→ TEXT EXTRACT:

= = = = =

The internet is all the proof required
to know many, many people cannot reason at the most basic level. The
family member who thinks schools need to teach logic in middle school
is absolutely right.
I'm a fangirl--it doesn't matter which
actor--and there's a woman I see on various fan sites who is certain
the actor is gay. She reads between the lines of every print
interview in which he mentions a male friend or colleague, gleefully
reposts pictures in which he stands near any other handsome actor
(while ignoring those of him near or touching gorgeous female
actors), knows his few public relationships with women are for
publicity's sake, ignores the pregnant girlfriend, and generally sees what she wants to believe
whether it's there or not.
Among her favorite arguments to
convince others (which seems to be her mission in life) is a novel
written by a gay director who has worked with the actor. A character
in that novel is very probably based on the actor, and that character
is gay and has sex with the narrator. Obviously the director had sex with the actor, right? Is this not proof?
This is where her logic fails.

= = = = =

→ RECORDS SUPPLIED:
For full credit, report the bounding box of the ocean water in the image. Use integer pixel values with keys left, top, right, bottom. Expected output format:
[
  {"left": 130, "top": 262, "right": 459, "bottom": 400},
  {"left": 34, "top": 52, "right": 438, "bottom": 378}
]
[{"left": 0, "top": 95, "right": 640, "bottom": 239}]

= = = = =

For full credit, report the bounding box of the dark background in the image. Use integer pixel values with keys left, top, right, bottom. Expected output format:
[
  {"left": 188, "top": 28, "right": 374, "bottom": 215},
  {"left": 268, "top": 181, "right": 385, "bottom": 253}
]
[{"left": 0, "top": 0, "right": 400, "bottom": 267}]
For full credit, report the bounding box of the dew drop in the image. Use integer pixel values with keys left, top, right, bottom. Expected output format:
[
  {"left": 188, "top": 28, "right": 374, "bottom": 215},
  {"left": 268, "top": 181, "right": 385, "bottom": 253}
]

= = = = =

→ YOUR OBJECTIVE: Copy, word for word, the stretch of the passage above about a fan's faulty reasoning from "Among her favorite" through "her logic fails.".

→ RESPONSE:
Among her favorite arguments to
convince others (which seems to be her mission in life) is a novel
written by a gay director who has worked with the actor. A character
in that novel is very probably based on the actor, and that character
is gay and has sex with the narrator. Obviously the director had sex with the actor, right? Is this not proof?
This is where her logic fails.